Copy the lines below word for word, leaving out the pictures.

Source records:
-*-
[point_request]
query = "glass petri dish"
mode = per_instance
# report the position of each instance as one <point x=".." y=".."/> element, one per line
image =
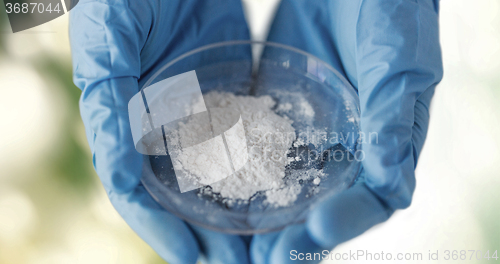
<point x="289" y="76"/>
-*-
Answer in full:
[point_request]
query = "glass petri dish"
mode = per_instance
# report the position of each instance as one <point x=".." y=".."/> element, one per line
image =
<point x="289" y="76"/>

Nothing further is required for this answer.